_EXCERPT TO READ_.
'''
In the cinema the gaze emerges at moments of narrative crisis, at moments when the spectator’s sense of mastery and distance evaporates. When the gaze emerges, the visual field loses its illusion of neutrality, and the distortion produced by the spectator’s desire that stains the image becomes visible. This distortion most often remains hidden, but it manifests itself whenever we encounter the gaze, during any crisis when the cinema reveals how our investment as spectators skews what we see. In the same way, the moment of crisis exposes the capitalist gaze—its status as one economic system among others that we must either accept or reject. The moment of crisis within capitalism makes the unnaturalness of capitalism evident. These moments represent political opportunities or opportunities for politics. They stage what we might call an encounter with the gaze.
OCCUPY THE CRISIS
Capitalism functions through the same illusion of neutrality or naturalness as the visual field. The possibility for an encounter with the gaze or the subjective distortion that produces capitalism exists also within the field of capitalist economics. Here the encounter is just as difficult to produce as it is within the field of vision. Most of the time, capitalist relations of production create enough prosperity that few question the neutrality of these relations. But the gaze is ever present within capitalism and always ready to appear. When it does, the political decision undergirding the capitalist economic system becomes visible.
The tendentious status of capitalism—the gaze within capitalism—becomes most visible during crises. This is why it is not surprising that the clearest challenges to capitalism have occurred during times of economic tumult. We can see three undeniable instances in the United States in the twentieth and twenty-first centuries. The Great Depression occasioned the emergence of a social safety net in the United States, a definitive political intervention into the economic realm designed to modify the structure of capitalist relations of production. Even if Franklin Roosevelt attempted to save capitalism from the threat of communism with the New Deal, this intervention nevertheless shifted the terrain of the discussion and exposed the unnatural nature of capitalism. The capitalist system left capital itself idle and unable to stimulate economic activity. There was no capitalist solution to this failure. The United States needed the New Deal because capitalism could not simply work on its own without destroying itself.
The American economy in the early 1970s was not in the same moribund condition that it was in during the 1930s, but Richard Nixon’s decision to sever the link between the U.S. dollar and gold—the elimination of the gold standard—represents another instance where capitalism’s nonexistence becomes apparent. On August 15, 1971, Nixon tried to stem the tide of inflation and massive foreign redemption of dollars for gold by freeing the dollar from its link to the American supply of gold. As a result, the Federal Reserve could print dollars in response to impending or actual economic crises and thereby work to abate them. The turn away from gold ushered in a much more flexible and much more evidently political monetary policy. Though monetary policy had always been political, Nixon’s action exposed its tendentiousness—and the tendentiousness of capitalism as a whole.
Even more than Roosevelt, Nixon was attempting to save or harmonize capitalism rather than destroy it. But his response to the economic crisis he confronted makes even clearer capitalism’s break from the natural world. The link to gold enables us to believe that capitalism functions on a solid foundation, that it is rooted in an element of the natural world. We can find gold on the periodic table and identify its atomic number, in that way assuring ourselves of its natural status.17 The dollar has no atomic number. One needn’t be an alchemist to create dollars, just the owner of the proper printing press. The dollar doesn’t provide any reassuring link to the natural world but makes evident the act of faith on which all monetary systems rest. This is why Nixon’s act eliminates the illusory connection to nature. During the crisis of 1971, the American economy would bear the mark of politics.
'''
_SUPPLIED DATA_.
'''
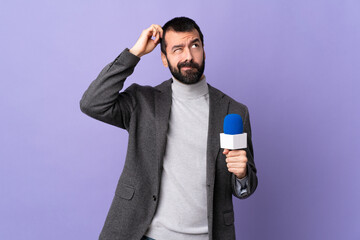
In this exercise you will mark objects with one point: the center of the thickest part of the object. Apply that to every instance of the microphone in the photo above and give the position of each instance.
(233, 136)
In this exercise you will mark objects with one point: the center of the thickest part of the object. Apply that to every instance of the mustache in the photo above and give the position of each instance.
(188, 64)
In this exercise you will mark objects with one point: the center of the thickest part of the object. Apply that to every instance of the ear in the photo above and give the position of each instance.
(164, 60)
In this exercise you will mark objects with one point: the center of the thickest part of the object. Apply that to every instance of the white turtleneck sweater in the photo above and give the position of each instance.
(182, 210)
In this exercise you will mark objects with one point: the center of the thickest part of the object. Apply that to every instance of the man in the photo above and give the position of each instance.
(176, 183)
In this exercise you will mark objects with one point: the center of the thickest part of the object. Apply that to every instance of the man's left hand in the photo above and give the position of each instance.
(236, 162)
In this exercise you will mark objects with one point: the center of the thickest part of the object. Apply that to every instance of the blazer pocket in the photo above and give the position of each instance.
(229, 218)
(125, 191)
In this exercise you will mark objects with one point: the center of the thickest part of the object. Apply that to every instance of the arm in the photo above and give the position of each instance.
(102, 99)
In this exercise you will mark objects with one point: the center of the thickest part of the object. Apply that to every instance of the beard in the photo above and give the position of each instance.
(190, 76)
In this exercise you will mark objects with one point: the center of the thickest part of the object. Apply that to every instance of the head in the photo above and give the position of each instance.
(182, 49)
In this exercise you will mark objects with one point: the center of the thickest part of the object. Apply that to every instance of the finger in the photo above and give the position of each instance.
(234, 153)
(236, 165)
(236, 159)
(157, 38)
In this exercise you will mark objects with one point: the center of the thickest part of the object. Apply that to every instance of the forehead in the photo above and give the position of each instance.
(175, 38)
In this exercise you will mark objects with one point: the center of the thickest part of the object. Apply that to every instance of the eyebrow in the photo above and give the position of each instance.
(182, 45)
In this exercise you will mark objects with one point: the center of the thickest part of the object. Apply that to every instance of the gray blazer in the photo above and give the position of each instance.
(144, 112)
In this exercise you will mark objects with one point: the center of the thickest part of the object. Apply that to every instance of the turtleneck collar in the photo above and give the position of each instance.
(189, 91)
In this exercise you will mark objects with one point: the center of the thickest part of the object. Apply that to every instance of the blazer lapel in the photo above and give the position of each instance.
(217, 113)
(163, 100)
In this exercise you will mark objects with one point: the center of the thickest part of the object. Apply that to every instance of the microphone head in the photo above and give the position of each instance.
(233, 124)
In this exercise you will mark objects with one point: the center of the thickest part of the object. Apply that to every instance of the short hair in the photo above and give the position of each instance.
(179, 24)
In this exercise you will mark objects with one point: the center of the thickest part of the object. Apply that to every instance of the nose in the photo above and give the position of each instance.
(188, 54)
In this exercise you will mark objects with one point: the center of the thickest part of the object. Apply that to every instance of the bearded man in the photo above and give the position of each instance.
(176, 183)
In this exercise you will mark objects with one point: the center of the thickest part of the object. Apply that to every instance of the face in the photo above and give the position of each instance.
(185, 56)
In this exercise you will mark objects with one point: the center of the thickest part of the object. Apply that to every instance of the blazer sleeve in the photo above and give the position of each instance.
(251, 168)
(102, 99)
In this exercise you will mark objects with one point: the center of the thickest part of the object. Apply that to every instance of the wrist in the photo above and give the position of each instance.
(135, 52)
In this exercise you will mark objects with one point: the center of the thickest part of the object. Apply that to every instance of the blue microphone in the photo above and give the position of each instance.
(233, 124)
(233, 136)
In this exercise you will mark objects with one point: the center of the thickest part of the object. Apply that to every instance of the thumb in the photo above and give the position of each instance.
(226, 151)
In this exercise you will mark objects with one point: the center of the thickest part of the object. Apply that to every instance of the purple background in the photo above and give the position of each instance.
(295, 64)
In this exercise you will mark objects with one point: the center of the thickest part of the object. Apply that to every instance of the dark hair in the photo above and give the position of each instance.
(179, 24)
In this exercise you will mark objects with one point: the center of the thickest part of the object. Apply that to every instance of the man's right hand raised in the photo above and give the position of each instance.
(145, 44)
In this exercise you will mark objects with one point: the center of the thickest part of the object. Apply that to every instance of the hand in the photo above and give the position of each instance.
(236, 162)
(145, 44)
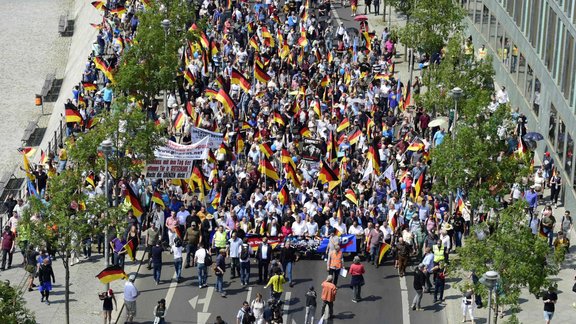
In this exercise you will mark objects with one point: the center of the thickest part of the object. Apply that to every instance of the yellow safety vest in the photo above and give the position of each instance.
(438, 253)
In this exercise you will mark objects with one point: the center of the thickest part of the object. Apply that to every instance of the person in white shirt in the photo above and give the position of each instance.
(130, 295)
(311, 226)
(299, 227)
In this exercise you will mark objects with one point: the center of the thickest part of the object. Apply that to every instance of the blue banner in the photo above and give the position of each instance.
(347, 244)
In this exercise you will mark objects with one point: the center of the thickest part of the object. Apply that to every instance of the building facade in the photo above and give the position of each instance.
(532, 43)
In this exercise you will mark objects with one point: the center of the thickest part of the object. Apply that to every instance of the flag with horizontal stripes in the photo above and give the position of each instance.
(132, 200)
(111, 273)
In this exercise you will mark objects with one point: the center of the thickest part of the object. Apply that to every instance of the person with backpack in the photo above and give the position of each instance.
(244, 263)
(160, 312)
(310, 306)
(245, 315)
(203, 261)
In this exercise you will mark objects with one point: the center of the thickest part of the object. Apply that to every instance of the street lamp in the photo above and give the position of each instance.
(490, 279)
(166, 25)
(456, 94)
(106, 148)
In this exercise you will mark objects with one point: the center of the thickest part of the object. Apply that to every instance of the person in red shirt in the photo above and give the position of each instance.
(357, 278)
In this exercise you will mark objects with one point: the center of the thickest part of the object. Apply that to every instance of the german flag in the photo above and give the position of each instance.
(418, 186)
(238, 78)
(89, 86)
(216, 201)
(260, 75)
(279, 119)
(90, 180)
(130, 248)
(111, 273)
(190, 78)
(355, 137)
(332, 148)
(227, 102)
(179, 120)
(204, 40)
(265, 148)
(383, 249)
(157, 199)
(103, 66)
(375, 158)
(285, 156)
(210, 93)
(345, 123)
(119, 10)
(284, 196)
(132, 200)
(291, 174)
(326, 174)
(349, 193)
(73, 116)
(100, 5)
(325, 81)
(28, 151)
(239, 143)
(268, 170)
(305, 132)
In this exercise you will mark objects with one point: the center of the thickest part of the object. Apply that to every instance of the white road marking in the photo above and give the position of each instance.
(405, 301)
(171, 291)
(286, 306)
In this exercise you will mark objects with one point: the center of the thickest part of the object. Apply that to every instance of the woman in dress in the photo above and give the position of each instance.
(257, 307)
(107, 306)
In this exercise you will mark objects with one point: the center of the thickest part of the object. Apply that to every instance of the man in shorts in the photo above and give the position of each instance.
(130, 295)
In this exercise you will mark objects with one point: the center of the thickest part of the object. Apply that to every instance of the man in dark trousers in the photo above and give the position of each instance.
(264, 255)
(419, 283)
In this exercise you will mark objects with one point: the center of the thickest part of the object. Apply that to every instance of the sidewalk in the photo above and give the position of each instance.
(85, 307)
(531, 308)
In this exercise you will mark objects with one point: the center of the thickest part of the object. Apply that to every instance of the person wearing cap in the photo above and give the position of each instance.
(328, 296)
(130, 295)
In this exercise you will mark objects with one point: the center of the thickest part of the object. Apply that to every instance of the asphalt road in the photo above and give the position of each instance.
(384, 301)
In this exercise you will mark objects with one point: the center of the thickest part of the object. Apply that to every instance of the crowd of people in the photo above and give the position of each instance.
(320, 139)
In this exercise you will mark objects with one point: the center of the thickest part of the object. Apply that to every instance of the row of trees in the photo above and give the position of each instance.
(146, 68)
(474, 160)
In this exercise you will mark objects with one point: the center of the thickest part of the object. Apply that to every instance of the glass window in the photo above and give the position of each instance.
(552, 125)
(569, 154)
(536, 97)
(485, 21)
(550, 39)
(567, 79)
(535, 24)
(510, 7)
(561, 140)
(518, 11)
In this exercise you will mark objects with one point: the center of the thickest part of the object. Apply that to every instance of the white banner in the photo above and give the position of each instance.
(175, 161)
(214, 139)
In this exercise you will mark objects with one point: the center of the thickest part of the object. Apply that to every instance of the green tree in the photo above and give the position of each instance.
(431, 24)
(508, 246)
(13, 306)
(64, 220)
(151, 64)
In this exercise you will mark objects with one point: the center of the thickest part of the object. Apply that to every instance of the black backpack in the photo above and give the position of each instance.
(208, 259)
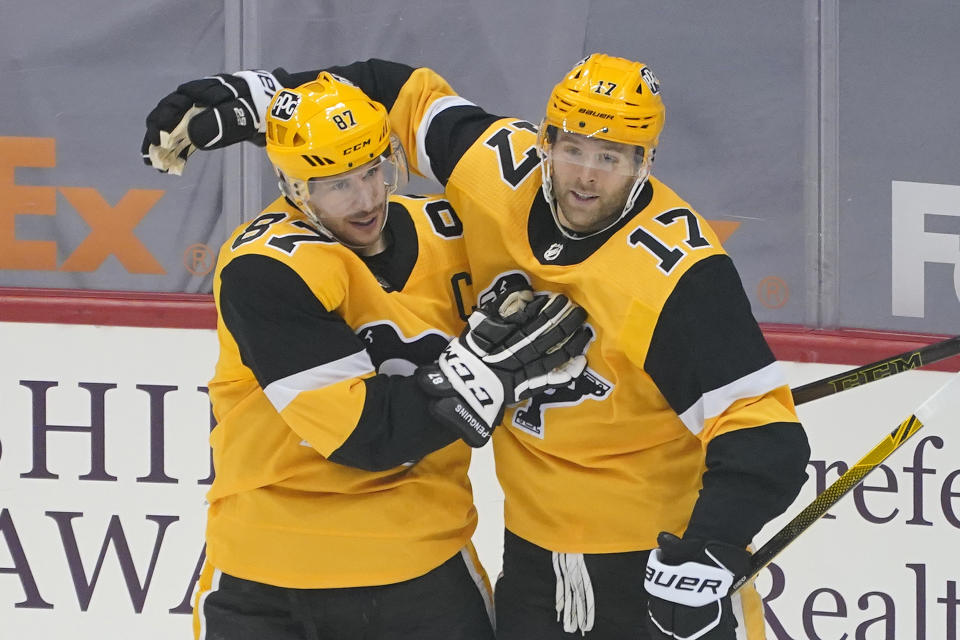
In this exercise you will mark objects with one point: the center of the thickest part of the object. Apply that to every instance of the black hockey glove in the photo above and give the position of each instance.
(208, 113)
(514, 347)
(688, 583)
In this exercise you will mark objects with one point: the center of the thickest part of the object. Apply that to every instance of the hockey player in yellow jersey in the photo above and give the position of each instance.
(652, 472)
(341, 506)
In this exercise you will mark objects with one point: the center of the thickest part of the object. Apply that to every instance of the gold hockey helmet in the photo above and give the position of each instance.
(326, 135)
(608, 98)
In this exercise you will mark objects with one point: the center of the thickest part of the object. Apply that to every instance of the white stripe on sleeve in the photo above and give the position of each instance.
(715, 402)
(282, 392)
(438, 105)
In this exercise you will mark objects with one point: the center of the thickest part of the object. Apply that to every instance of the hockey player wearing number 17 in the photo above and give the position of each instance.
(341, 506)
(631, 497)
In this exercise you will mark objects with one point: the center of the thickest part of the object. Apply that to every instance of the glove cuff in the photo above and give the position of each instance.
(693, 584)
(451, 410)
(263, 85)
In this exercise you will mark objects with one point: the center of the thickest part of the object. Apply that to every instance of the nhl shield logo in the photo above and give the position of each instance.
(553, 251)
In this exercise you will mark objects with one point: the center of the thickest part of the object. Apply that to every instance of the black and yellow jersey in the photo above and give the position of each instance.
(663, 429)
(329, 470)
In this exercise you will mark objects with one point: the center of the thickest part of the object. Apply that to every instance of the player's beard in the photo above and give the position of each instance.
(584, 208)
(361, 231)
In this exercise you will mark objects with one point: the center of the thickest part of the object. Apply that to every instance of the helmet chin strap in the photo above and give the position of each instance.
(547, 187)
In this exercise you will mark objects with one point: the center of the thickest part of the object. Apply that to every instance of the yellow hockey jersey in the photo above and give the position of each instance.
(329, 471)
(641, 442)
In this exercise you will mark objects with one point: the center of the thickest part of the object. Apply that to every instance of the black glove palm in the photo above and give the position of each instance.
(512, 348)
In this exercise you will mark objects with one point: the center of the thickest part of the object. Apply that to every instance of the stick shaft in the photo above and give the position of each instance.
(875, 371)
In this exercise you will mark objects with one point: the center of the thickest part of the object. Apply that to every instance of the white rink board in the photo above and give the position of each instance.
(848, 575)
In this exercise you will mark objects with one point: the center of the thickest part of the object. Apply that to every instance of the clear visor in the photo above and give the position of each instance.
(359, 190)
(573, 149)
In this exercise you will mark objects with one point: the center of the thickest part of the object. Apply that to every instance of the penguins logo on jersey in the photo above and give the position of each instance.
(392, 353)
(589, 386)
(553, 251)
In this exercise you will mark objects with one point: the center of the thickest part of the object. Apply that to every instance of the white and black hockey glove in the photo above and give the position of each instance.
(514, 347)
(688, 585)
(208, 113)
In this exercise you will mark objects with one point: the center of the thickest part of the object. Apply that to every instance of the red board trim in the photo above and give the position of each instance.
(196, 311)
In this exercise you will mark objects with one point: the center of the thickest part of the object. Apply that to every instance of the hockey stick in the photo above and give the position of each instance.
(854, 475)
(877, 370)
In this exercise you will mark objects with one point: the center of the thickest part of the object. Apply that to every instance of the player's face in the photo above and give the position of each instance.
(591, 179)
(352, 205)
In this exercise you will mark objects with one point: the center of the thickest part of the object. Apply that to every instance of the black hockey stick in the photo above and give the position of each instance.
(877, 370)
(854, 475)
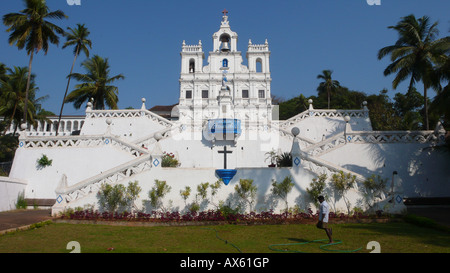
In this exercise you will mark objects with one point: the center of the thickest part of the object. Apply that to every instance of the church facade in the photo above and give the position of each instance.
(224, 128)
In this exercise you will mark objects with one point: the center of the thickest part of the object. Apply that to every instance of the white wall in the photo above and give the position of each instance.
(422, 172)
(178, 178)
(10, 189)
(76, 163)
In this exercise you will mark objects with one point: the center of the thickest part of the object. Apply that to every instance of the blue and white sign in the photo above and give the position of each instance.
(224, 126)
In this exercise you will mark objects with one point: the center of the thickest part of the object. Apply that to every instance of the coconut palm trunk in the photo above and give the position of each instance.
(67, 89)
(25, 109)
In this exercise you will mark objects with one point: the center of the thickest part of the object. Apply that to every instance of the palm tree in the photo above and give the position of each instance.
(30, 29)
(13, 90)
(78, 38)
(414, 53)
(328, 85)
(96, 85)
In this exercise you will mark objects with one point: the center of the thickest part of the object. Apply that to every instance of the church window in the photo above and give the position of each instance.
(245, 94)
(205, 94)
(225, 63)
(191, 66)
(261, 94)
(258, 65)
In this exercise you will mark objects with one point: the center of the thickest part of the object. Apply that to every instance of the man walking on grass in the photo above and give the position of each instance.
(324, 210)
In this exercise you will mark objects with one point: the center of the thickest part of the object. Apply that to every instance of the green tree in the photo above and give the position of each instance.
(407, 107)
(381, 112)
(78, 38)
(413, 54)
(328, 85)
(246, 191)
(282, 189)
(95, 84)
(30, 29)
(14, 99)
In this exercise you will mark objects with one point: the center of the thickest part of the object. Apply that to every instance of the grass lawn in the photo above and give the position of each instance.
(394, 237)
'''
_INSTRUCTIONS FOR THE TASK_.
Write the next part of the passage on capitalism and economic crisis, picking up after its final sentence. The rows were taken from a separate source.

_WRITTEN ANSWER_.
The financial crisis of 2008 produced a phenomenon almost exactly the converse. Rather than exposing the politicized structure of the economy, it ushered the capitalist economy onto the political scene. The question of the injustice inherent in capitalism emerged as the salient political question. This indicated a disruption in the usual order of American politics, which has historically worked to marginalize fundamental capitalist questions in favor of cultural ones or small economic ones. Even the widespread use of the signifier capitalism revealed an expansion of the political field to include the terrain of capitalist economy.
The birth of the Occupy movement out of the 2008 financial crisis was the vehicle for this expansion: the crisis in which financial managers became even wealthier through the immiseration of others and the government intervention to save the banking system laid bare the interpenetration of politics and the capitalist economy. Operating according to its own logic, the system self-destructed, and it required an extraordinary political act to avoid complete collapse. Once this became evident, the Occupy movement could make the case that the antagonism between the 1 percent and the 99 percent had a political, rather than a natural, status.18
Due to the specific nature of the capitalist crisis, it reveals capitalist relations of production as unnatural. Though it is possible to denaturalize capitalism at other times, the moment of the crisis marks one of the few times that capitalism’s distance from nature manifests itself. The crisis acts on the capitalist system as the film does on the visual field: it facilitates an encounter with the distortion that constitutes the system but remains repressed within it.
Of course, crises do not begin with capitalism. Throughout its history, humanity has endured crisis after crisis. Crises even predate humanity: the object from space that crashed into Earth and killed the dinosaurs provoked a crisis not just for the beings that became extinct but for all life. In this case, and in those involving precapitalist humanity, the crisis is always a bout of scarcity when natural conditions obstruct the production of goods necessary for survival. Capitalism does not eliminate the crisis, but radically transforms it from the crisis of scarcity into the crisis of overproduction. In one sense, who cares? A crisis is grave whether it results from scarcity or overproduction. But their political status is completely different. This transformation of the crisis reveals the wholly unnatural status or nonexistence of the capitalist system.
The natural world engages in a constant struggle with scarcity. Plants and animals must either fight with each other or cooperate—neither strategy is more natural than the other, despite what appears self-evident—in order to survive in a world that provides a limited number of resources for them. A crisis comes about for animals, for instance, when they can no longer find enough food in their particular locality. Precapitalist humans suffer the same types of crises as animals and thus appear to be simply human animals, to be natural beings. But capitalism revolutionizes the crisis that humanity confronts and thereby exposes humanity’s fundamental break from the natural world.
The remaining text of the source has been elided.